Written task: Will you quote all of the entries, word for word?

Provided records:
>>>>
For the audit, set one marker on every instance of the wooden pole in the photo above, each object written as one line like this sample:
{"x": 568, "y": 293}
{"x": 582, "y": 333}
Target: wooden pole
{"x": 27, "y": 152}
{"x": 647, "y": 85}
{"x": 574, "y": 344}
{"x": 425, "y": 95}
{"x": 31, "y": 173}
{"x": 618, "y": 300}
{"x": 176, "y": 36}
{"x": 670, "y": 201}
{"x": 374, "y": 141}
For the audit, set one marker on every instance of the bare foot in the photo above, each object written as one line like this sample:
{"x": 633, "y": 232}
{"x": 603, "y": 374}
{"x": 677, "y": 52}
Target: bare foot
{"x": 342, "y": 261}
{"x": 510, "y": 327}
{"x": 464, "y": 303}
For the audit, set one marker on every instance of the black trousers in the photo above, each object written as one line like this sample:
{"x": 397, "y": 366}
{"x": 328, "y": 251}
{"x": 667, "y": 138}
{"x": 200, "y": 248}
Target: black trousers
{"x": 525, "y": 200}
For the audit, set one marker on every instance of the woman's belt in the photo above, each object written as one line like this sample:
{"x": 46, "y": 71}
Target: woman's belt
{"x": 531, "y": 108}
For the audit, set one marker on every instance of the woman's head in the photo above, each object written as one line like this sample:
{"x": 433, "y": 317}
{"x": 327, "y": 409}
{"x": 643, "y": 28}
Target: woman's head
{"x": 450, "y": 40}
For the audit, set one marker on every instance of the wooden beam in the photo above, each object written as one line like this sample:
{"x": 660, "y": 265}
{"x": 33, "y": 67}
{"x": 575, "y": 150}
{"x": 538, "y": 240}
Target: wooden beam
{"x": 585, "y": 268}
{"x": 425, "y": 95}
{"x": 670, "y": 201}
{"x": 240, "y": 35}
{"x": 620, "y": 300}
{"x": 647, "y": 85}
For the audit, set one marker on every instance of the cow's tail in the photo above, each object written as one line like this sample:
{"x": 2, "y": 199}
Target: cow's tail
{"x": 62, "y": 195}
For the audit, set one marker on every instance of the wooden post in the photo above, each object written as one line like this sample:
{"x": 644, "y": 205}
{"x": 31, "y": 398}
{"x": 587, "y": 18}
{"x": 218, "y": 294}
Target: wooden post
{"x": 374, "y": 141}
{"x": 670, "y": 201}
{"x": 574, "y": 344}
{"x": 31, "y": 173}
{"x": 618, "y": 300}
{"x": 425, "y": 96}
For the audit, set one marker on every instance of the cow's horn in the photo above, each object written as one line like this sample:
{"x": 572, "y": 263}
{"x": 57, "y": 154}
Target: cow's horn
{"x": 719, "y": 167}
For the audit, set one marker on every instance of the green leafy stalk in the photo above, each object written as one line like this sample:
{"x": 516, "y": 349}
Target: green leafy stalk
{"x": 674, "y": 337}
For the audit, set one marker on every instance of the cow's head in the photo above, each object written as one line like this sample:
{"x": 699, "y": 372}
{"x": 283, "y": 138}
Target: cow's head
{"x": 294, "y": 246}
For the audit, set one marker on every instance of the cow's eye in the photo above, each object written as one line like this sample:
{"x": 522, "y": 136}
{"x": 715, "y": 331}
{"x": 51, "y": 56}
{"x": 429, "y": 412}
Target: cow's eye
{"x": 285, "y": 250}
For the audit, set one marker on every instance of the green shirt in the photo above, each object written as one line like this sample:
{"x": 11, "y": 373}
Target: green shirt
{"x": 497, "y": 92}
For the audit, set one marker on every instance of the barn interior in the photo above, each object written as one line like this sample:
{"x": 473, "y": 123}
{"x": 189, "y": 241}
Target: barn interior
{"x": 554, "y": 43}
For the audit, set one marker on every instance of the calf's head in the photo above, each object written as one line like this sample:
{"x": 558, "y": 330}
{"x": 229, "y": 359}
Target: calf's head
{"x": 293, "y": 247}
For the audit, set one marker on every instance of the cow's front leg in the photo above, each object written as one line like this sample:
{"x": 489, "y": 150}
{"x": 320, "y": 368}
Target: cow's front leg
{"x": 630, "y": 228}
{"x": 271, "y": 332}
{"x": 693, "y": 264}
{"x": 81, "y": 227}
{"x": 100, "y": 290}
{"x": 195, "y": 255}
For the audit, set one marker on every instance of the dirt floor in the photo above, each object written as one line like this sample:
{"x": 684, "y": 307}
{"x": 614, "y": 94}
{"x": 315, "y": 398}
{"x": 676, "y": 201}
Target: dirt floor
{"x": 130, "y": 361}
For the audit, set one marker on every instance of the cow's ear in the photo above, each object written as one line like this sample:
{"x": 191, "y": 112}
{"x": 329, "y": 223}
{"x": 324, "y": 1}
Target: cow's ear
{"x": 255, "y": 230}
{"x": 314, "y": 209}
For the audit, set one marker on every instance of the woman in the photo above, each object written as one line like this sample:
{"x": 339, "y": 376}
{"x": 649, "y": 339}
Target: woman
<<<<
Answer:
For the audit, set one marker on every instance of the wooden pole in the photo above, each object written as one line like this sample:
{"x": 568, "y": 293}
{"x": 582, "y": 333}
Target: wooden pole
{"x": 27, "y": 152}
{"x": 647, "y": 85}
{"x": 574, "y": 344}
{"x": 425, "y": 95}
{"x": 31, "y": 173}
{"x": 618, "y": 300}
{"x": 176, "y": 36}
{"x": 670, "y": 201}
{"x": 374, "y": 141}
For the audit, set one marker on every instance of the bare foot in the photo above, each object written as one line like this sample:
{"x": 633, "y": 232}
{"x": 603, "y": 374}
{"x": 677, "y": 52}
Target: bare foot
{"x": 342, "y": 261}
{"x": 510, "y": 327}
{"x": 464, "y": 303}
For the audit, set one marker on every instance of the black trousers in the photo above, each object written as one line like this sample:
{"x": 397, "y": 366}
{"x": 328, "y": 251}
{"x": 667, "y": 138}
{"x": 200, "y": 248}
Target: black trousers
{"x": 525, "y": 200}
For the audit, set one marker on every instance of the woman's belt in the photo above, each object written as one line like this sample:
{"x": 46, "y": 71}
Target: woman's belt
{"x": 531, "y": 108}
For the audit, set one marker on every instance of the woman's head in the photo above, each object written as one line like this sample:
{"x": 433, "y": 317}
{"x": 327, "y": 409}
{"x": 643, "y": 28}
Target: woman's head
{"x": 450, "y": 40}
For the audit, set one marker on every instance of the wooden beam in the photo above, each object written as one line like this sample:
{"x": 660, "y": 265}
{"x": 33, "y": 67}
{"x": 575, "y": 150}
{"x": 538, "y": 240}
Target: wooden beam
{"x": 585, "y": 268}
{"x": 425, "y": 95}
{"x": 670, "y": 201}
{"x": 240, "y": 35}
{"x": 620, "y": 300}
{"x": 647, "y": 85}
For the audit, set one marker on every instance of the cow's tail in the photo above, each object written as one line like this sample:
{"x": 2, "y": 199}
Target: cow's tail
{"x": 62, "y": 195}
For the audit, set one marker on every instance of the wooden post in the photo above, each object written as one line like this sample:
{"x": 644, "y": 205}
{"x": 31, "y": 398}
{"x": 587, "y": 18}
{"x": 218, "y": 294}
Target: wooden post
{"x": 374, "y": 141}
{"x": 670, "y": 201}
{"x": 574, "y": 344}
{"x": 31, "y": 173}
{"x": 618, "y": 300}
{"x": 425, "y": 96}
For the audit, set one marker on every instance of the cow's horn in the photo above, each object written as one line like this sample:
{"x": 572, "y": 263}
{"x": 57, "y": 154}
Target: cow's horn
{"x": 719, "y": 167}
For the audit, set one marker on every instance of the green leafy stalk in the photo above, each object written as one line like this sample:
{"x": 516, "y": 349}
Target: green leafy stalk
{"x": 674, "y": 337}
For the audit, set one marker on every instance of the cow's head in the photo above, each object written as one line like this sample:
{"x": 699, "y": 372}
{"x": 283, "y": 138}
Target: cow's head
{"x": 294, "y": 246}
For the audit, set one marker on every instance of the cow's eye in the photo above, each object written as one line like this sample:
{"x": 522, "y": 136}
{"x": 715, "y": 331}
{"x": 51, "y": 56}
{"x": 429, "y": 412}
Target: cow's eye
{"x": 285, "y": 250}
For the audit, set one marker on every instance of the green shirt in the photo above, each object written as one line like this sample:
{"x": 11, "y": 373}
Target: green shirt
{"x": 497, "y": 92}
For the audit, set one marker on every instance of the barn interior in the photo above, each object written as one line like this sample:
{"x": 473, "y": 123}
{"x": 189, "y": 241}
Target: barn interior
{"x": 554, "y": 43}
For the audit, set one marker on every instance of the calf's head in the photo above, each object written as one line like this sample:
{"x": 558, "y": 330}
{"x": 229, "y": 359}
Target: calf's head
{"x": 293, "y": 247}
For the audit, set one marker on every instance of the cow's front leg in the photo above, each object written as one line like this sample:
{"x": 489, "y": 150}
{"x": 320, "y": 368}
Target: cow's front leg
{"x": 630, "y": 228}
{"x": 271, "y": 332}
{"x": 693, "y": 264}
{"x": 81, "y": 227}
{"x": 100, "y": 290}
{"x": 195, "y": 255}
For the audit, set one marker on every instance of the dirt floor in the photo above, each object written as one line like this sample:
{"x": 684, "y": 307}
{"x": 614, "y": 94}
{"x": 315, "y": 398}
{"x": 676, "y": 201}
Target: dirt floor
{"x": 130, "y": 361}
For the audit, set one marker on every instance of the cow's ear in the photo above, each object written as one line like this sample:
{"x": 191, "y": 112}
{"x": 329, "y": 223}
{"x": 324, "y": 1}
Target: cow's ear
{"x": 255, "y": 230}
{"x": 314, "y": 209}
For the audit, set one marker on every instance of the woman in the photo above, each object written as one line like this sample:
{"x": 339, "y": 376}
{"x": 649, "y": 339}
Target: woman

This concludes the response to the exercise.